(Supplied passage):
######
The rivière du Castor (/fr/, River of the Beaver) is a tributary of Rivière à l'Ours, flowing successively in the municipalities of Sainte-Hedwidge and Saint-Prime, in the Le Domaine-du-Roy Regional County Municipality, in the administrative region of Saguenay–Lac-Saint-Jean, in the province of Quebec, in Canada.

The Beaver River valley is served by the 3rd range road, the Marcel-Auclair road and the 6th range road.

Forestry and agriculture are the main economic activities in this valley.

The surface of the Beaver River is usually frozen from the beginning of December to the end of March, except the rapids areas; however, safe traffic on the ice is generally from mid-December to mid-March.

== Geography ==
The Beaver River originates at the confluence of two forest streams (altitude: 260 m), in Sainte-Hedwidge. This source is located at:
- 1.6 km west of a curve of the Rivière aux Iroquois;
- 12.3 km south-east of downtown Saint-Félicien;
- 8.9 km north-west of downtown Sainte-Hedwidge;
- 9.5 km south-east of the mouth of the Beaver river.

From its source, the Beaver river flows over 13 km with a drop of 150 m especially in forest areas, according to the following segments:

- 4.6 km towards the north by entering Saint-Prime, forming a hook towards the east, up to the chemin du 6e rang;
- 3.9 km towards the north, forming a big S, first in the forest zone, then agricultural, until the Marcel-Auclair road;
- 4.5 km towards the north in the agricultural zone, bending towards the northwest, forming a 0.4 km loop on the northeast side of the 3rd range road, then more or less along this last road by the southwest side, by crossing the Talbot road, to its mouth.

The Beaver river flows into a bend on the south bank of the Rivière à l'Ours, on the southwest side of the 3rd range road. This confluence is located at:

- 3.2 km south-east of downtown Saint-Félicien;
- 7.6 km west of downtown Sainte-Hedwidge;
- 3.8 km south-west of the mouth of the Beaver river.

From the mouth of the Beaver river, the current successively descends the course of the Rivière à l'Ours on 2.3 km toward the North-east; the Ashuapmushuan River towards the south-east on 7.3 km; then crosses lake Saint-Jean east on 41.1 km (ie its full length), follows the course of the Saguenay River via the Petite Décharge on 172.3 km east to Tadoussac where it merges with the Saint Lawrence Estuary.
######
(Data listing):
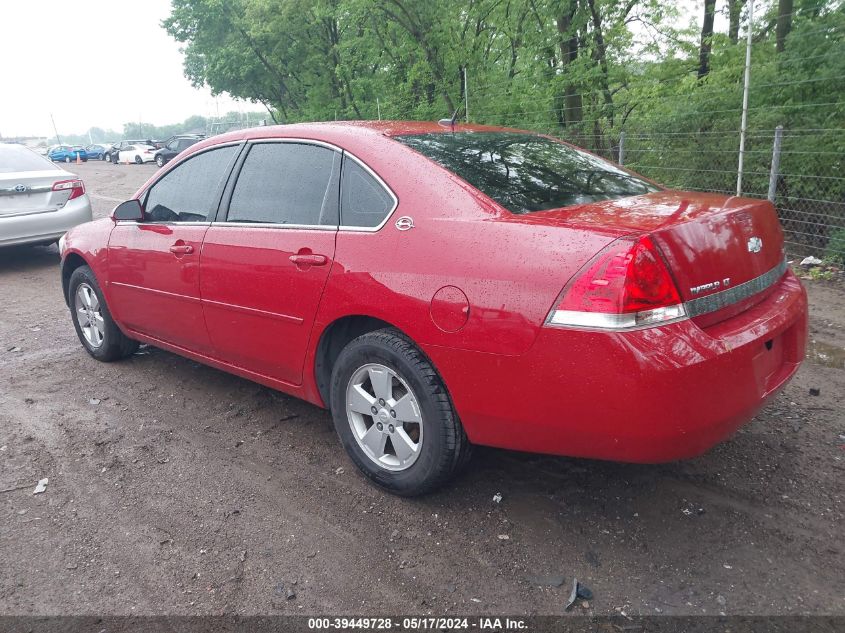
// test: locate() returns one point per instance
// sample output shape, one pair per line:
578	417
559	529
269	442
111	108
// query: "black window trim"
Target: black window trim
215	212
230	187
223	212
378	179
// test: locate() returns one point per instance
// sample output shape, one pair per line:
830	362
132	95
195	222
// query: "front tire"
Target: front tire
97	331
394	416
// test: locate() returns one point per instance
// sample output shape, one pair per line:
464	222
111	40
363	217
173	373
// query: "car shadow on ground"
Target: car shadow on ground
28	258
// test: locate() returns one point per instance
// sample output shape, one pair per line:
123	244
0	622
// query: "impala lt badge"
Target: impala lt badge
713	285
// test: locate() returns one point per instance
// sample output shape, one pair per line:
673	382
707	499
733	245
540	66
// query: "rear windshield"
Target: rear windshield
18	158
525	172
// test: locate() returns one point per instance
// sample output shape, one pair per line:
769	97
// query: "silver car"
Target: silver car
39	201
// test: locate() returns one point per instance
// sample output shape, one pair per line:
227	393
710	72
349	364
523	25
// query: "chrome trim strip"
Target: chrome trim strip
573	319
149	223
10	191
254	311
16	214
155	291
273	225
724	298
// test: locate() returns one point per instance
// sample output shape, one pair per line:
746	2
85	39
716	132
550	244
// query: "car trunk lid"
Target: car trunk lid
711	243
27	192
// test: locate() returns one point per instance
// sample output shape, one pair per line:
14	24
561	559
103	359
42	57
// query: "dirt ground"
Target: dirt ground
178	489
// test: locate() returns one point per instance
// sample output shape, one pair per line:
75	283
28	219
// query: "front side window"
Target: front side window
364	202
189	192
287	183
525	172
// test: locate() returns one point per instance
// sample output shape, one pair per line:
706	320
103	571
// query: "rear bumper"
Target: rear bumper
651	395
35	228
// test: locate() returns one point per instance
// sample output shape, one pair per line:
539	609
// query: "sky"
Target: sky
104	63
61	57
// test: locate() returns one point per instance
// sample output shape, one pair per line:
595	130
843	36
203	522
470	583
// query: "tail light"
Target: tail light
626	285
76	187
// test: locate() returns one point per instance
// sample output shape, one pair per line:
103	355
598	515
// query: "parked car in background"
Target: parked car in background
137	153
111	154
97	151
441	287
39	200
67	153
175	145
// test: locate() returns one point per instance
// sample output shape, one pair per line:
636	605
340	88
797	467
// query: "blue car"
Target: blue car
67	153
97	151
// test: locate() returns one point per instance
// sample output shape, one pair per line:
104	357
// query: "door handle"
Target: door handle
309	259
181	249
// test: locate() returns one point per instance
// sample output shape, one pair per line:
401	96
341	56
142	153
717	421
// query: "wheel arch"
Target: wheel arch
71	262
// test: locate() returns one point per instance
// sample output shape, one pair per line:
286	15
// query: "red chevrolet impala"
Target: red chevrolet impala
439	287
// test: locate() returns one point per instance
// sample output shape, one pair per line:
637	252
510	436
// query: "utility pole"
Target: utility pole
744	124
58	140
466	96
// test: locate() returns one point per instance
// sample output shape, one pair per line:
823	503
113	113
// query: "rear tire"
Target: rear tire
427	422
97	331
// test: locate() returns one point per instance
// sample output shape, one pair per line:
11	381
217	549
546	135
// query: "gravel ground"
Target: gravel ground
178	489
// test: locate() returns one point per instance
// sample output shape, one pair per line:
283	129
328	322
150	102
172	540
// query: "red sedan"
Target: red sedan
437	288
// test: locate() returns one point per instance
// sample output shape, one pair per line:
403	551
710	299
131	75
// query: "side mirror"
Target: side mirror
129	210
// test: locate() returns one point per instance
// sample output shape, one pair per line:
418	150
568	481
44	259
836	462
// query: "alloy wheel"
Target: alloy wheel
89	315
385	417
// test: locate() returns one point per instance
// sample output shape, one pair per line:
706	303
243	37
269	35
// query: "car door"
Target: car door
153	275
265	263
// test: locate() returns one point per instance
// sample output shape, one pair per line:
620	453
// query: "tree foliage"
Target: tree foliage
586	70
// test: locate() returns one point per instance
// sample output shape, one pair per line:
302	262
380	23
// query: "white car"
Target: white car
39	201
137	153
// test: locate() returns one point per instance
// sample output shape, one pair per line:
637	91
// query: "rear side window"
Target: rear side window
287	183
364	202
189	192
525	172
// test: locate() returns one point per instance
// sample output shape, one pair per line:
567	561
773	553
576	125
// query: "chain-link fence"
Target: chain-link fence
685	134
806	182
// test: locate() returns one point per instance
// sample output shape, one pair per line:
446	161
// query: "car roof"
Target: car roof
353	128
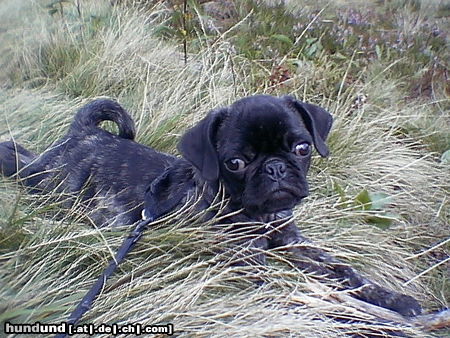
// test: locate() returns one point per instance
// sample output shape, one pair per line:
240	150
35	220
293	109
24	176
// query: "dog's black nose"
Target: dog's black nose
276	169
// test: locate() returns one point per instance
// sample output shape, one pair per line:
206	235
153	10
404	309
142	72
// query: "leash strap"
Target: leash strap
92	294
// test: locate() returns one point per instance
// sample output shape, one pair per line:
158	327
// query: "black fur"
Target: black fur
262	133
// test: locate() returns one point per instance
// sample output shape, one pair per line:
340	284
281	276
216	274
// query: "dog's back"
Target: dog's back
112	170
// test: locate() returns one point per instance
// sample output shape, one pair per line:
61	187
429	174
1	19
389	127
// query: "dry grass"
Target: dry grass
49	256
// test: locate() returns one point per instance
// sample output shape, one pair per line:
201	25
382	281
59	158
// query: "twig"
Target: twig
429	322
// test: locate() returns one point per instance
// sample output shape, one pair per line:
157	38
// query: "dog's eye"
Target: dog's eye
302	149
235	164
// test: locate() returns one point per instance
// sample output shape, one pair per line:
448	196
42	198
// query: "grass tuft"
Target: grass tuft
379	69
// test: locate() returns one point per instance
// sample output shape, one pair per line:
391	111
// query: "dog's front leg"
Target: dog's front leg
312	259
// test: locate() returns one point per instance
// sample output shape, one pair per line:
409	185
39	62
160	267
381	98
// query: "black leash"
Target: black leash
89	298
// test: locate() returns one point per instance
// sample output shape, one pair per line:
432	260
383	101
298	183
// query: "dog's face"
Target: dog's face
260	149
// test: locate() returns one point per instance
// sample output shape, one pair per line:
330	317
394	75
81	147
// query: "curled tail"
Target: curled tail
93	113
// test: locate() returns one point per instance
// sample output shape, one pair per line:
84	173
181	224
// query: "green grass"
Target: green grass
391	109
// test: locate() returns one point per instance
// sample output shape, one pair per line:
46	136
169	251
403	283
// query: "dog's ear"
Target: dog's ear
167	191
317	120
198	145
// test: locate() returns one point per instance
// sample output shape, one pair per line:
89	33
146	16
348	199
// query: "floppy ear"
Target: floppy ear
317	120
197	145
166	192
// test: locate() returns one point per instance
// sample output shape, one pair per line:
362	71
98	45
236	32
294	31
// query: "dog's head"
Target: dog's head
260	149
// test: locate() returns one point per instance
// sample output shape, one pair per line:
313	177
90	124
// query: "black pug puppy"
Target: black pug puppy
259	149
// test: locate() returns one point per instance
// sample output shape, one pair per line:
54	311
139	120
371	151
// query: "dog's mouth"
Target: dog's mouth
######
(Instructions to follow): Check each statement below against the Beaver River text and answer yes or no, quoting the exact words of the text that decide it. (a) From its source, the river runs 13 km and drops 150 m. (b) Mining is one of the main economic activities in the valley. (c) Safe traffic on the ice generally lasts from the beginning of December to the end of March.

(Result of this exercise):
(a) Yes: "From its source, the Beaver river flows over 13 km with a drop of 150 m"
(b) No: "Forestry and agriculture are the main economic activities in this valley."
(c) No: "safe traffic on the ice is generally from mid-December to mid-March."